Quoted passage:
*** Begin section ***
The accepted community standard in structural biology is that authors of a paper describing a 3D macromolecular structure must submit model coordinates to the Protein Data Bank (PDB) and provide the accession code. A structure model, however, is just that—an investigator's interpretation of the experimental data. Although the PDB systematically performs some validation checks for model quality, the only way to ensure total transparency is to make the raw experimental data available.

Access to raw data is also essential for training and testing new software tools for data processing and analysis, for developing metrics to assess the quality of results and for teaching the next generation of scientists. When raw data are available to peer reviewers, potentially embarrassing mistakes can often be caught before papers are published. Sharing raw data expedites scientific progress: other groups can reprocess raw data sets with new software tools to generate new insights, while avoiding the redundancy of generating data on the very same system.

As editors, and as editors of a methods journal in particular, we commend the development of two new archives, now open to the structural biology community, hosting the raw data underlying 3D macromolecular structure models. The Structural Biology Data Grid (SBDG; https://data.sbgrid.org) is an archive mainly for X-ray diffraction image data (as well as for a few other data types) supporting structures in journal publications (Meyer et al., 2016). EMPIAR (http://www.ebi.ac.uk/pdbe/emdb/empiar/), an archive for electron microscopy (EM) image data supporting structures in the Electron Microscopy Data Bank (EMDB), is described on page 387 of this issue.

Fundamentally, raw data sets from both X-ray crystallography and cryo-EM used for high-resolution macromolecular structure determination consist of series of 2D images. A typical X-ray diffraction data set is about 5 gigabytes, and a large cryo-EM data set could top out at an astounding 10 terabytes. It is only in the past few years, especially with the advent of inexpensive cloud storage systems, that hosting and sharing data sets of such enormity has even been technically realistic.
*** End section ***
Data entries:
*** Begin section ***
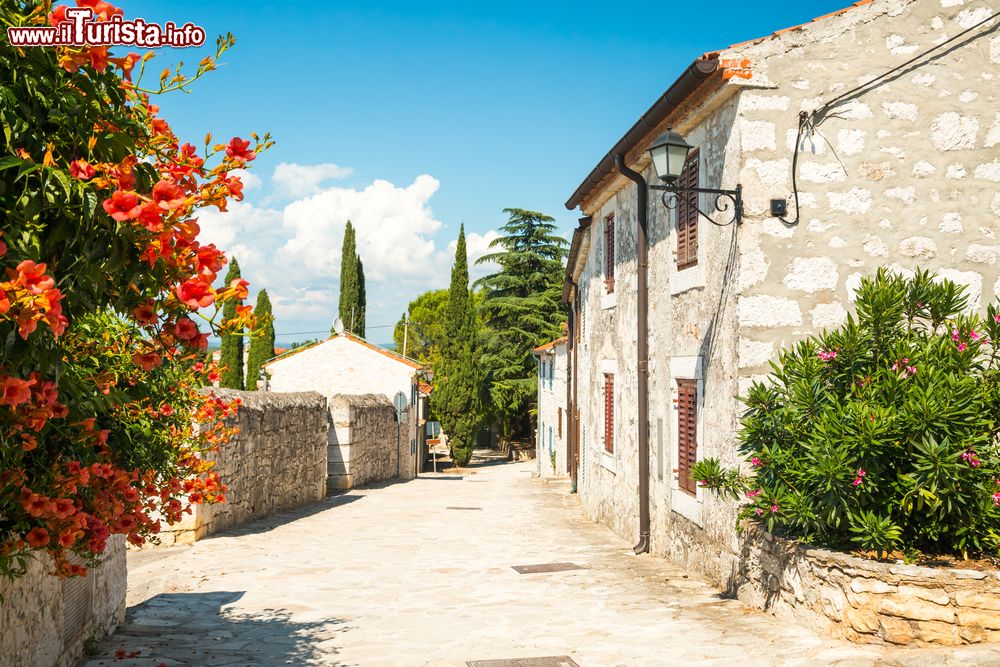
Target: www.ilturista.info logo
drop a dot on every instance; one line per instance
(80, 29)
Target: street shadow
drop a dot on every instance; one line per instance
(203, 629)
(279, 519)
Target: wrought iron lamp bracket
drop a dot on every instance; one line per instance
(726, 201)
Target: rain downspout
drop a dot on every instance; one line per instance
(642, 349)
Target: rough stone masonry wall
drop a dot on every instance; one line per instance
(910, 177)
(868, 601)
(38, 630)
(363, 442)
(276, 462)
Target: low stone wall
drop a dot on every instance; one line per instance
(363, 442)
(276, 462)
(46, 621)
(868, 601)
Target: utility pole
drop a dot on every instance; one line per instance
(406, 331)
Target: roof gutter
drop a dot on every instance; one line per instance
(699, 71)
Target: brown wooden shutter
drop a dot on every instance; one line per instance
(687, 214)
(687, 433)
(609, 412)
(609, 253)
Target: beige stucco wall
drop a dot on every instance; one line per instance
(37, 631)
(915, 182)
(276, 462)
(550, 437)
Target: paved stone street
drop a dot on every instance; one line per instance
(403, 575)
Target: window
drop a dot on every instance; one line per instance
(609, 412)
(687, 434)
(609, 253)
(687, 214)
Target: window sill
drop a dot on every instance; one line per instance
(609, 300)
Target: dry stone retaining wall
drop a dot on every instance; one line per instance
(276, 462)
(46, 621)
(868, 601)
(362, 444)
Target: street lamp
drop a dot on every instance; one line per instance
(669, 153)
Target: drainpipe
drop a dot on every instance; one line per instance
(642, 349)
(571, 454)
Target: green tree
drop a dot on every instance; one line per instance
(262, 340)
(231, 357)
(359, 319)
(351, 308)
(426, 330)
(521, 309)
(456, 398)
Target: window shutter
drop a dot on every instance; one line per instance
(687, 433)
(609, 412)
(609, 253)
(687, 214)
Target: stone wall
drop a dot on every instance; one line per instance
(912, 180)
(46, 621)
(276, 462)
(867, 601)
(363, 442)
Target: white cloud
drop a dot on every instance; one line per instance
(294, 251)
(296, 180)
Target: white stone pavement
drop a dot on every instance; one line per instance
(390, 576)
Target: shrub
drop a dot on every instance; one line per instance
(103, 280)
(881, 434)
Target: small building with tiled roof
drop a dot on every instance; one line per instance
(347, 365)
(866, 138)
(551, 422)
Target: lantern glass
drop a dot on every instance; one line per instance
(669, 152)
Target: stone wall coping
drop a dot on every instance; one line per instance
(263, 400)
(860, 566)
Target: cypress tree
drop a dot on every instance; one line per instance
(262, 342)
(456, 394)
(348, 280)
(359, 327)
(231, 357)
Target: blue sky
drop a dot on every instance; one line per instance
(411, 118)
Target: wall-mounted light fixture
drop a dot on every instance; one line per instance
(669, 152)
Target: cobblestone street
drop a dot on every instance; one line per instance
(421, 574)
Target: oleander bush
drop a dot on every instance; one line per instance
(882, 434)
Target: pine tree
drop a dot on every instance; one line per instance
(521, 309)
(231, 356)
(359, 319)
(456, 396)
(262, 342)
(348, 279)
*** End section ***
Transcribe the passage from the editorial on sharing raw structural biology data, between "Fundamentally, raw data" and "been technically realistic.", inclusive.

Fundamentally, raw data sets from both X-ray crystallography and cryo-EM used for high-resolution macromolecular structure determination consist of series of 2D images. A typical X-ray diffraction data set is about 5 gigabytes, and a large cryo-EM data set could top out at an astounding 10 terabytes. It is only in the past few years, especially with the advent of inexpensive cloud storage systems, that hosting and sharing data sets of such enormity has even been technically realistic.